__What you should do__
Quote the whole listing exactly. Leave the pictures out of your copy.

__Recorded data__
________________________

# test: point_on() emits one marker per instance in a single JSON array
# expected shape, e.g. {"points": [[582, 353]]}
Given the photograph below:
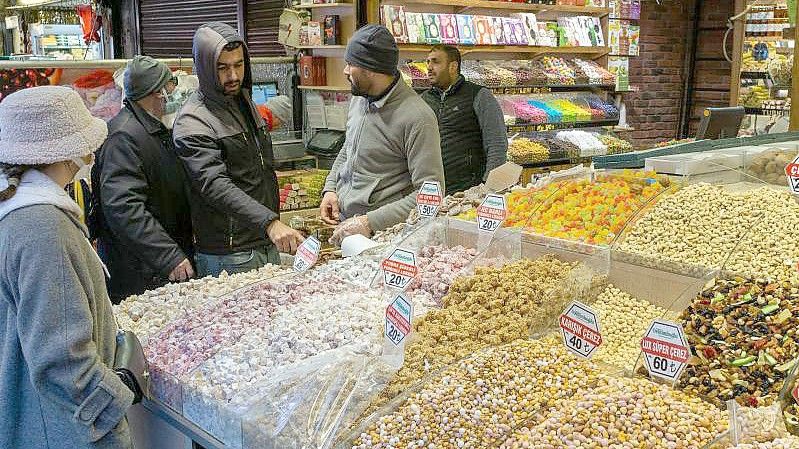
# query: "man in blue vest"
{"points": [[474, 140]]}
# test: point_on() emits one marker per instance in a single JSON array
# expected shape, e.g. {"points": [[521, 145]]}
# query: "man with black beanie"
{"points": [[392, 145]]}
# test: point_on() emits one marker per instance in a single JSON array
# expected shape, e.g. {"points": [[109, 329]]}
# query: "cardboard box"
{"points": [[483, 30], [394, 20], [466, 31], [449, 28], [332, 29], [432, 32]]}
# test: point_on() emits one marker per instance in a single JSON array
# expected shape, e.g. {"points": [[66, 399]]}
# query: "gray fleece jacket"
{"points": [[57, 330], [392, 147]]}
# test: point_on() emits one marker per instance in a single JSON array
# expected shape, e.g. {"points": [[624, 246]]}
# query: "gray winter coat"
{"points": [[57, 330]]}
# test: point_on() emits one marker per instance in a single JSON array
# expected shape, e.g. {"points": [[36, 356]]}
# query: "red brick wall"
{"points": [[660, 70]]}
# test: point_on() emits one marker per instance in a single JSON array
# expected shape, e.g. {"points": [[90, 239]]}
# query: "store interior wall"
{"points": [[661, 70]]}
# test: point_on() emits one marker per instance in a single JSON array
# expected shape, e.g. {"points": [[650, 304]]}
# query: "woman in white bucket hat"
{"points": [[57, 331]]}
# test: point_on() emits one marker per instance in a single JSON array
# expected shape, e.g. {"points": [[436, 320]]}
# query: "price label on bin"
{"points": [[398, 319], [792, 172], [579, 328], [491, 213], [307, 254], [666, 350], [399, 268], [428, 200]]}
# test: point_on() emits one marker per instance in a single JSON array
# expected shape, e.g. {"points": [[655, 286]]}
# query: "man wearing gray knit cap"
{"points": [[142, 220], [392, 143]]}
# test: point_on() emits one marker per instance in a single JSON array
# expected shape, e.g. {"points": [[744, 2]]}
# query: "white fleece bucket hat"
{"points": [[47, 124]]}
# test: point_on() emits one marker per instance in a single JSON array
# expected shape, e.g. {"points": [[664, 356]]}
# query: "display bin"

________________________

__Written reply__
# test: point_on() emits one marker per instance in a single JSON array
# expected shape, e.g. {"points": [[582, 353]]}
Given the photograph below:
# query: "man in blue vest"
{"points": [[474, 140]]}
# test: point_on() emits one marker per instance in a single JSON array
# expected shape, e.g. {"points": [[521, 145]]}
# query: "man with black beanie"
{"points": [[392, 145]]}
# test: point_on() emits one marker per instance in a single JSON array
# expected shape, e.g. {"points": [[109, 329]]}
# query: "cardboard box"
{"points": [[483, 30], [394, 20], [466, 31], [449, 28], [332, 29], [432, 32]]}
# test: point_on() emits one marker per instance in a single JSON array
# expected shape, e.g. {"points": [[66, 399]]}
# query: "gray fleece jacket"
{"points": [[57, 330], [392, 147]]}
# test: point_on() emits one marker per instance in a single JSON array
# expected shape, e.g. {"points": [[624, 246]]}
# query: "gray winter coat"
{"points": [[57, 330]]}
# test: point_on() emits one marker per instance in a single JSON array
# expected shape, e.g. {"points": [[36, 356]]}
# query: "red brick wall"
{"points": [[660, 70]]}
# test: point_on() emits one marker per instance in a single JSON array
# expected shape, e.g. {"points": [[90, 239]]}
# query: "store interior wall"
{"points": [[661, 70]]}
# test: point_on() emits one marker per instance in a single JSON array
# expected shape, e.g. {"points": [[650, 304]]}
# query: "woman in white bucket hat"
{"points": [[57, 331]]}
# test: point_on() emits one marker per instance in a single JSON array
# expected shape, e.g. {"points": [[436, 320]]}
# query: "price label on bin"
{"points": [[398, 319], [792, 172], [579, 328], [491, 213], [307, 254], [666, 350], [399, 268], [428, 200]]}
# test: point_on() emits one marker per instance in a single JSON array
# expected shape, e.g. {"points": [[655, 286]]}
# query: "man wearing gray knit cap"
{"points": [[142, 220], [392, 143]]}
# test: point_on() emits one marker per instance in a single JSON array
# expected shape, e.g. {"points": [[744, 2]]}
# query: "white fleece bucket hat"
{"points": [[47, 124]]}
# test: point_on() emits one marker per instance in a single JSON array
# expected shape, e.g. {"points": [[664, 356]]}
# query: "display bin"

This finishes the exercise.